### [Goal A]
In the talk on breath meditation, revise everything from "I think it was" down to "condition for Y.", replacing "intelligence" with "discernment".

+++

EXPERIMENTAL INTELLIGENCE

Experimental Intelligence

August 7, 2007

One of the most important principles in meditating on the breath is learning how to experiment with it. Try different kinds of breathing to see which rhythm, which texture of breathing feels best for the body right now, and which is also best for the mind. Some ways of breathing can put you to sleep, other ways of breathing get you irritated, so you want to check and see what kind of breathing is going to make it easiest for the mind to settle down in a state of mindful alertness and want to stay there. If the body is uncomfortable because of the way you breathe, you’re not taking advantage of the fact that the breath can make it comfortable.

I know a lot of people who are surprised by this aspect of Ajaan Lee’s instructions for breath meditation. They come to meditation with the idea that you’re supposed to let things simply happen on their own and not do anything to them — that you just watch the breath however it comes in, however it goes out. But even the Buddha’s instructions on breath meditation frequently state that you “train” yourself to do things in a certain way. You train yourself to be aware of the whole body as you breathe in, aware of the whole body as you breath out. You train yourself so that the breath calms down, giving rise to the next steps, where you can train yourself to breathe in with a sense of ease, with a sense of rapture. And then you can calm those feelings.

There’s an element of will in all this, an element of fabrication in which you intentionally cause things to happen. That’s important for not only getting the mind to settle down with a sense of ease, but also for developing insight — because insight comes down to a matter of seeing cause and effect.

I think it was Aristotle who defined intelligence as the ability to see connections. When you do X, Y happens. When you do Z, W happens. The ability to see that on your own is a sign of intelligence, and that sort of intelligence can be developed by learning to look for causes and effects. This is how you do it: You change certain things and see where the change has an impact. You change other things and see where that has an impact. If changing X causes Y to change every time, you know that X is a condition for Y.

This principle permeates all of the Buddha’s teachings. Everything is checked by the results it gives. When the Buddha was teaching his aunt the basic principles of the Dhamma, it came down to this: When you adopt a particular teaching, what effect does it have? Does it give rise to passion? To being fettered? To accumulating, to self-aggrandizement, to discontent, to entanglement, to laziness, to being burdensome? Then that’s a wrong teaching. Does it give rise to the opposite qualities, such as dispassion, modesty, and not being fettered? Okay, that’s a right teaching. That’s how you know what’s Dhamma and what’s not. You take all the Dhamma you hear and you test it in terms of cause and effect. You don’t take anything for granted just because you’ve heard that it’s so.

+++

### [Goal B]
Select every line of the rows below that contains the string "woman", treating uppercase and lowercase letters as distinct.

+++

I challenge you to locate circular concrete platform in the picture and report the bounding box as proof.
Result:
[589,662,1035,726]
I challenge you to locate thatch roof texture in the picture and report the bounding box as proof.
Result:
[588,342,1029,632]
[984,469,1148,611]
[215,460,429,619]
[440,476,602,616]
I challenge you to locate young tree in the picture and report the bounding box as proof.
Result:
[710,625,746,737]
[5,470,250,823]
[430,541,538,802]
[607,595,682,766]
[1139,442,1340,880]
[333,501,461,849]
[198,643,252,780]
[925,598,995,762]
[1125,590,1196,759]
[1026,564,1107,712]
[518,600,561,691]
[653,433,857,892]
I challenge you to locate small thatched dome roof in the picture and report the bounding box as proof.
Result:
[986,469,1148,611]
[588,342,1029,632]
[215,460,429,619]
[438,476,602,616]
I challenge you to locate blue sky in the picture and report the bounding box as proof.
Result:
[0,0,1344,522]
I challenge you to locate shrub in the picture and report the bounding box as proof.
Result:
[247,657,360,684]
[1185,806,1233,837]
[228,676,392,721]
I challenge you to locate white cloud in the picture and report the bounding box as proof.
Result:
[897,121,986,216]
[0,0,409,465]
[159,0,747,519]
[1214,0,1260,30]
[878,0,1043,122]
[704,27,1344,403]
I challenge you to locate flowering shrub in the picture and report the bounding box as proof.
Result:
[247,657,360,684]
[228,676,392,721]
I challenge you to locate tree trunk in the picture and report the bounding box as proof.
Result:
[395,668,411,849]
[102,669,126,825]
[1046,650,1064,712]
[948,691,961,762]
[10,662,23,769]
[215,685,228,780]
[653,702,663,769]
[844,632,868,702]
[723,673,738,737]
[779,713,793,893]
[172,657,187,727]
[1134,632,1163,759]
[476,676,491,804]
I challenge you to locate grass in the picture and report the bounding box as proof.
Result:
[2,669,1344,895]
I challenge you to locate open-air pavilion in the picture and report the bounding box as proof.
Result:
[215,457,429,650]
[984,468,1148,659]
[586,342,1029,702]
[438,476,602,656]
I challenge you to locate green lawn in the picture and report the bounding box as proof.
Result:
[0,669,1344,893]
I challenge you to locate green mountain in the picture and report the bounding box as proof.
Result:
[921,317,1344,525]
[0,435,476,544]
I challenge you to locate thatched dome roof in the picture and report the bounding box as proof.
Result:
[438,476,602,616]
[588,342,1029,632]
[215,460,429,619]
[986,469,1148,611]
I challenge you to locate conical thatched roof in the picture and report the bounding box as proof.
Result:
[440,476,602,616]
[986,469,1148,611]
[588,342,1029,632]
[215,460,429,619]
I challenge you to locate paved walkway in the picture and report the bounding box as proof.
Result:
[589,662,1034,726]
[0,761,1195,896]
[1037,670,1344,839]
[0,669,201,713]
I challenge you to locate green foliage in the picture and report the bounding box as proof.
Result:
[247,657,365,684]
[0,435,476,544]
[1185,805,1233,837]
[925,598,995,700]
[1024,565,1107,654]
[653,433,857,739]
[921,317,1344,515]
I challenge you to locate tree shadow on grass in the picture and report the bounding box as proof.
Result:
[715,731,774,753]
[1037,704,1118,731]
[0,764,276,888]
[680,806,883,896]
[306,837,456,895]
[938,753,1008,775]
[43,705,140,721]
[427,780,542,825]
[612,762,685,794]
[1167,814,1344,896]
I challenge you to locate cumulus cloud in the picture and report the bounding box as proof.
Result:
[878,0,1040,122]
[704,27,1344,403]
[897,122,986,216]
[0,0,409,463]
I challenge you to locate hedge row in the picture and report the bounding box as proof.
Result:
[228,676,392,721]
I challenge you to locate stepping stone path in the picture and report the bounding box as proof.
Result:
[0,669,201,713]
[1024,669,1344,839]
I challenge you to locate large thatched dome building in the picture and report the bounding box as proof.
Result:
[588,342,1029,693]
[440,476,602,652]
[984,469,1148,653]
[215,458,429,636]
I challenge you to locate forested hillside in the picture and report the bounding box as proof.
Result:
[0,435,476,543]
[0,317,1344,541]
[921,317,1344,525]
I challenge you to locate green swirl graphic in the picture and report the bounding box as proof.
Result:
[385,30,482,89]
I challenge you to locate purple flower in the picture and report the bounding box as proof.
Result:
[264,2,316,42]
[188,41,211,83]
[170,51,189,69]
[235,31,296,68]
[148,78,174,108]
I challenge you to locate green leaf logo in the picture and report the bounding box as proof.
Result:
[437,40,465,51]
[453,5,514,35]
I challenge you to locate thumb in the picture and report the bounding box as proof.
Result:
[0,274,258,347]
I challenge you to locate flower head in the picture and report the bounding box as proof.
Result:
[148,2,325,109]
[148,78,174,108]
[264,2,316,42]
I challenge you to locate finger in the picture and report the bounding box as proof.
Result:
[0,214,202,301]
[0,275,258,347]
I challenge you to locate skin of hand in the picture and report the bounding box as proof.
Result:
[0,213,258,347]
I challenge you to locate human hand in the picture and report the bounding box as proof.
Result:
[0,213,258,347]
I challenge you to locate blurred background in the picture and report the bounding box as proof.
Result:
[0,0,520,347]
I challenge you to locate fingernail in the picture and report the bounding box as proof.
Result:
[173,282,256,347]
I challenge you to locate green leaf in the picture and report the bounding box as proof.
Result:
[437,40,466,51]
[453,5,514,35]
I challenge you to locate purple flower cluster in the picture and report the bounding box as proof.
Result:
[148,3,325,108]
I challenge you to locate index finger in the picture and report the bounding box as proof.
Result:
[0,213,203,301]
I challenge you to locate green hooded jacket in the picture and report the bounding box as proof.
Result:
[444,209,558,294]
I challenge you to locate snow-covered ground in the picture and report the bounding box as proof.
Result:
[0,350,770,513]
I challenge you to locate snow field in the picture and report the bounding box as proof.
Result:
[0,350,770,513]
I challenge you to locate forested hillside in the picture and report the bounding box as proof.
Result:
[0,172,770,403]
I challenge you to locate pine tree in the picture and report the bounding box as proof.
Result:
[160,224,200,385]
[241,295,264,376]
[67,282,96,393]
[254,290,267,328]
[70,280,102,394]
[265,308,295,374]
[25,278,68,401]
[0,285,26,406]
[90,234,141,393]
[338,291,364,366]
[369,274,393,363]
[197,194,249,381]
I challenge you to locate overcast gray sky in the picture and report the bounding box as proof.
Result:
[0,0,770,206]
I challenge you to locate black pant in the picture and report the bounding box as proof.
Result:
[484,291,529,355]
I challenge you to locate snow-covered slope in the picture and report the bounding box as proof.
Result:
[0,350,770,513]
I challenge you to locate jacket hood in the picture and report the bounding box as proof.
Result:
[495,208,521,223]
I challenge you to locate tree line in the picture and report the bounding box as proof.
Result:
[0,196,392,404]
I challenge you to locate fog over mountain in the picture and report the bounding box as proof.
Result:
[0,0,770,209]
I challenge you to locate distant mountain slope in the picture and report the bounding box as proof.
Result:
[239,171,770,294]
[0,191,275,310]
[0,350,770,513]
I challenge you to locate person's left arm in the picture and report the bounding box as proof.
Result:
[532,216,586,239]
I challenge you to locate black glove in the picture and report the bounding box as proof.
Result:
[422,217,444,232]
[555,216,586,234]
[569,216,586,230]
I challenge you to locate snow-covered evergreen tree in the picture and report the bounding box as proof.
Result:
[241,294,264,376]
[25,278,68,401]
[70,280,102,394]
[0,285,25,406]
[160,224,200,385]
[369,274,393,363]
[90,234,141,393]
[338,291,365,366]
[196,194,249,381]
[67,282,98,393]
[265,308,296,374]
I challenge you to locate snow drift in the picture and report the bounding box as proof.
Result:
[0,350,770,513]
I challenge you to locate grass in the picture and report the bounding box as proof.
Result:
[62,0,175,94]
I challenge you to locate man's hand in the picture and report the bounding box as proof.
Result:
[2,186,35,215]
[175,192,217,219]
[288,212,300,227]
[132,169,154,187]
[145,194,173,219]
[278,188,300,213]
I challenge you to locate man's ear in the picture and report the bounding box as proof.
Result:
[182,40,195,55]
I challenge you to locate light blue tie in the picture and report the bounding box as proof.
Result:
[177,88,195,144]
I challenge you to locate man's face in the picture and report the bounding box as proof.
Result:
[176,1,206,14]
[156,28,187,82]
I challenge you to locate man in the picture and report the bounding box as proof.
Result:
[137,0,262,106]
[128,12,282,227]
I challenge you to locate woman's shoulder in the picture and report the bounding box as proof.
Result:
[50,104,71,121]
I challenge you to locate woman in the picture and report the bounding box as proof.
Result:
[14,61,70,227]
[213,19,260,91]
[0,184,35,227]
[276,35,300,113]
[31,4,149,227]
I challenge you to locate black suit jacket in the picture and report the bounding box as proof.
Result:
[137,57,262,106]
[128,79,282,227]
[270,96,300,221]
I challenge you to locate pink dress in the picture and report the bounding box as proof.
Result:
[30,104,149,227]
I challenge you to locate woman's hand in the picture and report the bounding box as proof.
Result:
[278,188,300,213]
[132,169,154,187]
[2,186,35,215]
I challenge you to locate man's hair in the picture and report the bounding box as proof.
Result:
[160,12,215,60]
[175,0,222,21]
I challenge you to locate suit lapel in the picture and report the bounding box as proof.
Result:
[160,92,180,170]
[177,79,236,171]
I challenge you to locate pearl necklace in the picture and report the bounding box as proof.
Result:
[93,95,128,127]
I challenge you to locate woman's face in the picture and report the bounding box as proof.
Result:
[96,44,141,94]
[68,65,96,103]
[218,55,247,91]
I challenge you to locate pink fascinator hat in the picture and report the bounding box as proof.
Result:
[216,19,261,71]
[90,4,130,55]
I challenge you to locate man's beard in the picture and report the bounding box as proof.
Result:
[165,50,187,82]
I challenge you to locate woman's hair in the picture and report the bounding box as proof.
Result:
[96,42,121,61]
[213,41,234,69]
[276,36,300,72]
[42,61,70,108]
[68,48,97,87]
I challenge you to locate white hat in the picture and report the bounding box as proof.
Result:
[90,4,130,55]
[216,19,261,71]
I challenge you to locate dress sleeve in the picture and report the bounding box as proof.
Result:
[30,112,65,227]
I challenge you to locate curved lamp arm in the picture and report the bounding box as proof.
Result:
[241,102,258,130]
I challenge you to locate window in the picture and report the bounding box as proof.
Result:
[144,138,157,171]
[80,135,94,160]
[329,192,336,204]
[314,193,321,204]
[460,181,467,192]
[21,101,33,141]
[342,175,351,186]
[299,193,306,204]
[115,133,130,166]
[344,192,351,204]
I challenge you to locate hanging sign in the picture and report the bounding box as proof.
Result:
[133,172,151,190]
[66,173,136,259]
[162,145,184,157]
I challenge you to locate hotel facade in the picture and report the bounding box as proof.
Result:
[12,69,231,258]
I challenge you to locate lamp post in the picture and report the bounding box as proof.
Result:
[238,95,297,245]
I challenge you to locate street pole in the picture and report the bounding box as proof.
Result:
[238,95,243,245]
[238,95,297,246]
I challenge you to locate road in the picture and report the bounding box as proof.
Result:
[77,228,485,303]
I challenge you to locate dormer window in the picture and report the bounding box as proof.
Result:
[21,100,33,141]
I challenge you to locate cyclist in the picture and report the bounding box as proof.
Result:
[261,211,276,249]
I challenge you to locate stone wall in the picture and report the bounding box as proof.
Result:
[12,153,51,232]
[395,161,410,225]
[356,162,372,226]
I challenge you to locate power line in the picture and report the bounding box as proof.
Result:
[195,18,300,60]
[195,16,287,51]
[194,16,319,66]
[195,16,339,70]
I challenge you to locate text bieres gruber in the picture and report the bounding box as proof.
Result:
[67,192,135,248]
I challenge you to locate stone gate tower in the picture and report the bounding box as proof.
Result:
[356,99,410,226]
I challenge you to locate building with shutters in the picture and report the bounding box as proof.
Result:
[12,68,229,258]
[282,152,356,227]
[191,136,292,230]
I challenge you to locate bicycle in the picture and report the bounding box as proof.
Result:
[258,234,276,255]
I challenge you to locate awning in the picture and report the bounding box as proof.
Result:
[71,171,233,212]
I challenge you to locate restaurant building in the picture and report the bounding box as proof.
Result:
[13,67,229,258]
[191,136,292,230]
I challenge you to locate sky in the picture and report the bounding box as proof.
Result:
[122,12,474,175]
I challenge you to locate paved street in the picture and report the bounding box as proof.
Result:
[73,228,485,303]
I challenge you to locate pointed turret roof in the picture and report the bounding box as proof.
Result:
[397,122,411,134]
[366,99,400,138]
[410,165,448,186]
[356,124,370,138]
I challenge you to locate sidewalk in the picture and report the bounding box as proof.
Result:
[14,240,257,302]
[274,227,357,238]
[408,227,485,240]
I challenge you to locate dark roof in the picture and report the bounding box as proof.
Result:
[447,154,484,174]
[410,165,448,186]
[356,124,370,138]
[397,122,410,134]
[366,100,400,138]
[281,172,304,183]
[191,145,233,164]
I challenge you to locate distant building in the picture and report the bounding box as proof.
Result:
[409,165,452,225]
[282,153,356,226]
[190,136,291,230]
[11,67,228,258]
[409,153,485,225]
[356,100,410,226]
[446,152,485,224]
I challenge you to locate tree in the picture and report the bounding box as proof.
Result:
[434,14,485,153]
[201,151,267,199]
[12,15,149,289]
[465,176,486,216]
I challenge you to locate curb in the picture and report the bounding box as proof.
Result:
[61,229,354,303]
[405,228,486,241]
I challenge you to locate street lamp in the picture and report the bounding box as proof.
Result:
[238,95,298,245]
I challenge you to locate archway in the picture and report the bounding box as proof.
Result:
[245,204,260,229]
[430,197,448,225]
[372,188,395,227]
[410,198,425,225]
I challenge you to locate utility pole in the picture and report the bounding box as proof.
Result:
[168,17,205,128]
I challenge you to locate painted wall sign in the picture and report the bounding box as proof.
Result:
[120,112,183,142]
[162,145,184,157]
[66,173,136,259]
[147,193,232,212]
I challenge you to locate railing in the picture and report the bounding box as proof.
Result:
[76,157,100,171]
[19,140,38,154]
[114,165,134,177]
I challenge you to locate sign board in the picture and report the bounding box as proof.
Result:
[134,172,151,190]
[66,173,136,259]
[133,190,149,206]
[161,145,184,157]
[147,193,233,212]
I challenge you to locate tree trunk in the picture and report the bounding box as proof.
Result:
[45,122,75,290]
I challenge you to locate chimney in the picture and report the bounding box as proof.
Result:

+++

### [Full output A]
I think it was Aristotle who defined discernment as the ability to see connections. When you do X, Y happens. When you do Z, W happens. The ability to see that on your own is a sign of discernment, and that sort of discernment can be developed by learning to look for causes and effects. This is how you do it: You change certain things and see where the change has an impact. You change other things and see where that has an impact. If changing X causes Y to change every time, you know that X is a condition for Y.

### [Full output B]
I challenge you to locate woman's shoulder in the picture and report the bounding box as proof.
I challenge you to locate woman in the picture and report the bounding box as proof.
I challenge you to locate woman's hand in the picture and report the bounding box as proof.
I challenge you to locate woman's face in the picture and report the bounding box as proof.
I challenge you to locate woman's hair in the picture and report the bounding box as proof.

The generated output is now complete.